● **TASK INSTRUCTIONS**:
Please output each entry in the material beneath exactly as shown.

● **INPUT RECORDS**:
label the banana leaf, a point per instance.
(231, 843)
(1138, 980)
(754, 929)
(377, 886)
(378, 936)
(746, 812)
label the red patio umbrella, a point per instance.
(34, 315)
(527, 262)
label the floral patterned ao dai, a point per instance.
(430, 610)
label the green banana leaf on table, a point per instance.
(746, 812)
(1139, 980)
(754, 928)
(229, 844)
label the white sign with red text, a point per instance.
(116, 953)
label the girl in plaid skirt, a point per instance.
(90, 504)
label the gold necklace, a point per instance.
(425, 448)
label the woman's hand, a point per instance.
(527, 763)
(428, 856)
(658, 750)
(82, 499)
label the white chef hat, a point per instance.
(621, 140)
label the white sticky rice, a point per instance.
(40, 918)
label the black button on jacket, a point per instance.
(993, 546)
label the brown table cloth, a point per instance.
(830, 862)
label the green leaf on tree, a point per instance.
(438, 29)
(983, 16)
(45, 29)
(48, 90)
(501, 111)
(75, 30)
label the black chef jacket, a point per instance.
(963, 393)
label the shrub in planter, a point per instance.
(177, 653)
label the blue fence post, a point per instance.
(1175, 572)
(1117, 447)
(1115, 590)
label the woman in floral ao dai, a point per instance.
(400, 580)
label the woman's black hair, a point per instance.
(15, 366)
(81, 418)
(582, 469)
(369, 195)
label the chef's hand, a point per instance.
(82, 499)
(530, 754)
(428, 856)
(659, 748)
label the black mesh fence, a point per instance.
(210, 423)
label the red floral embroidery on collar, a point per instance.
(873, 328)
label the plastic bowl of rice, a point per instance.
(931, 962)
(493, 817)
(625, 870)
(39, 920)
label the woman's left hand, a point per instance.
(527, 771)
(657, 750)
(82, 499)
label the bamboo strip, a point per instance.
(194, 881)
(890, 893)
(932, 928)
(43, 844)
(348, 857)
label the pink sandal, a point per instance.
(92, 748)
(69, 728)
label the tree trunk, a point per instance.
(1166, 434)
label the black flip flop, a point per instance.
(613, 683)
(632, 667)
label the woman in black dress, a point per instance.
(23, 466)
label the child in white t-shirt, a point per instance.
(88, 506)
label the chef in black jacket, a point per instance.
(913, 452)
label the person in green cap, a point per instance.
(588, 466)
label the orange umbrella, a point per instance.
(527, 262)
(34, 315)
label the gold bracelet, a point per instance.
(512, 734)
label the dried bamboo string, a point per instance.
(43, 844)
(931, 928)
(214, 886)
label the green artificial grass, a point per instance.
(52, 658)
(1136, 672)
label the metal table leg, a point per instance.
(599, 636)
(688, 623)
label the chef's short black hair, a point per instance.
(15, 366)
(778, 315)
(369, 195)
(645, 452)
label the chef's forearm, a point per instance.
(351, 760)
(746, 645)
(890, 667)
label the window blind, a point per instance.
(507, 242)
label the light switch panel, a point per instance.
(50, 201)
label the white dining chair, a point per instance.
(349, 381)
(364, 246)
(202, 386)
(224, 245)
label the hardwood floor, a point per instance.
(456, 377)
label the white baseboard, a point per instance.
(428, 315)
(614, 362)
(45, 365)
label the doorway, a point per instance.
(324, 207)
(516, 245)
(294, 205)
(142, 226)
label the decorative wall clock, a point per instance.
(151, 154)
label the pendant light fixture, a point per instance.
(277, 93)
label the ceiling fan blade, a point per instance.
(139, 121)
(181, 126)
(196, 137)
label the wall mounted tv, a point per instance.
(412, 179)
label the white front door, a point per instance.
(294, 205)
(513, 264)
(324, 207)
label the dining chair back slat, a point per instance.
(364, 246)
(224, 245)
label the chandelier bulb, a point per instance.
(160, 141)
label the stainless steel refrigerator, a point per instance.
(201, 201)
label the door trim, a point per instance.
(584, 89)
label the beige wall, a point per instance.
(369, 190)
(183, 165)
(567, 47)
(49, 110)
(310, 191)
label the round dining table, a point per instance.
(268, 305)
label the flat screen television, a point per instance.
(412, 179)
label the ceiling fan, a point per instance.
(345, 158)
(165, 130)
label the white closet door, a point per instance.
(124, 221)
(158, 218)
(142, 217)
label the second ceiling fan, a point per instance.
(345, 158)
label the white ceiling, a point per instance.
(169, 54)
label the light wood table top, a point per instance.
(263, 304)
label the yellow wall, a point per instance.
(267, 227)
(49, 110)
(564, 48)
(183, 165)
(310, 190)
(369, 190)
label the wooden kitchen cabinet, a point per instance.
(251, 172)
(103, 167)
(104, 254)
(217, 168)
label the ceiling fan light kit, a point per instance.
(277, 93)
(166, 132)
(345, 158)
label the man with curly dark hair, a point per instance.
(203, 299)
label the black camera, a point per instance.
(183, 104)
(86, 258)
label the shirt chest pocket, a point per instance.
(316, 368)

● **EXERCISE OUTPUT**:
label the banana leaf, a point per instance.
(231, 843)
(1138, 980)
(754, 929)
(377, 886)
(378, 936)
(746, 812)
label the red patio umbrella, a point per instance.
(34, 315)
(527, 262)
label the floral patterned ao dai, a point per instance.
(430, 610)
label the green banana leaf on table, a point per instance.
(746, 812)
(1139, 980)
(754, 928)
(229, 844)
label the white sign with red text, a point per instance.
(116, 953)
label the girl in plaid skirt, a point per instance.
(90, 504)
label the gold necklace, a point per instance.
(425, 448)
label the woman's hand, a point per instance.
(527, 763)
(428, 856)
(658, 750)
(82, 499)
label the white chef hat, a point per instance.
(621, 140)
label the white sticky rice, a point per instance.
(40, 918)
label the black button on jacket, a point per instance.
(993, 546)
label the brown table cloth, a point per instance.
(830, 862)
label the green leaf on tree, a point per instance.
(438, 29)
(983, 16)
(45, 29)
(48, 90)
(501, 111)
(75, 30)
label the black chef jacket, a point per instance.
(963, 393)
label the shrub in planter, a point per instance.
(177, 653)
label the blue fence post, a point per instance.
(1175, 572)
(1117, 447)
(1115, 590)
label the woman in floral ao dai, a point per instance.
(400, 580)
label the woman's black hair, a point per instance.
(15, 366)
(81, 418)
(582, 469)
(369, 195)
label the chef's hand, a point per instance.
(82, 499)
(530, 754)
(428, 856)
(659, 748)
label the black mesh fence, a point per instance.
(210, 423)
label the red floral embroidery on collar, a point per instance.
(873, 328)
label the plastic bowl of rice, a point per instance.
(931, 962)
(493, 817)
(625, 870)
(39, 920)
label the woman's left hand, a point per instance.
(527, 771)
(657, 750)
(82, 499)
label the bamboo strip, a point per instance.
(194, 881)
(890, 893)
(932, 928)
(43, 844)
(348, 857)
label the pink sandal, a point per instance.
(92, 748)
(69, 728)
label the tree trunk, a point per instance.
(1166, 434)
label the black flip flop, a point per instance.
(613, 683)
(632, 667)
label the woman in black dress, a point per instance.
(23, 466)
label the child in white t-shirt, a point per instance.
(88, 506)
label the chef in black jacket, a point per instance.
(913, 452)
label the person in green cap, a point per instance.
(588, 466)
label the orange umbrella, a point per instance.
(527, 262)
(34, 315)
label the gold bracelet, a point per instance.
(512, 734)
label the dried bamboo string, a point per instance.
(43, 844)
(931, 928)
(214, 886)
label the green artificial grass, a point per instance.
(52, 658)
(1136, 672)
label the metal table leg, a point per instance.
(599, 636)
(688, 623)
label the chef's short black hair, a point per instance.
(15, 366)
(778, 315)
(369, 195)
(645, 452)
label the chef's forearm, a point per instance.
(351, 760)
(746, 645)
(890, 667)
label the window blind, a point per instance.
(507, 242)
label the light switch panel, a point per instance.
(50, 201)
label the white dining chair, a point per instance.
(349, 381)
(364, 246)
(202, 386)
(224, 245)
label the hardwood floor, a point per instance.
(456, 377)
label the white baseboard, a point per instance.
(428, 315)
(614, 362)
(45, 365)
label the doorway, a point per instance.
(324, 207)
(516, 245)
(294, 205)
(142, 226)
label the decorative wall clock, a point per instance.
(151, 154)
label the pendant light fixture, a point per instance.
(277, 93)
label the ceiling fan blade, a point per instance.
(139, 121)
(181, 126)
(196, 137)
label the wall mounted tv, a point per instance.
(412, 179)
label the white front door, a point per instance.
(294, 205)
(513, 264)
(324, 207)
label the dining chair back slat, a point per instance.
(364, 246)
(224, 245)
label the chandelier bulb, a point per instance.
(160, 141)
label the stainless steel refrigerator, a point per instance.
(201, 201)
label the door trim, a point per instance.
(584, 89)
label the beige wall, a point per instance.
(369, 190)
(183, 165)
(567, 47)
(49, 110)
(310, 191)
label the round dining table, a point per instance.
(268, 305)
label the flat screen television, a point per instance.
(412, 179)
label the ceiling fan, a point per instance.
(345, 158)
(165, 130)
label the white closet door, a point per instance.
(124, 221)
(158, 218)
(142, 217)
label the second ceiling fan, a point per instance.
(345, 158)
label the white ceiling, a point per instance.
(169, 54)
label the light wood table top, a point per instance.
(263, 304)
label the yellow wall, a point per instance.
(267, 227)
(49, 110)
(564, 48)
(183, 165)
(310, 190)
(369, 190)
label the wooden kitchen cabinet, a point per instance.
(251, 172)
(103, 167)
(104, 254)
(217, 168)
label the ceiling fan light kit, a point per instance.
(277, 93)
(166, 132)
(345, 158)
label the man with curly dark hair, a point per instance.
(203, 299)
label the black camera, a point per instance.
(183, 104)
(86, 258)
label the shirt chest pocket, a point per instance.
(316, 368)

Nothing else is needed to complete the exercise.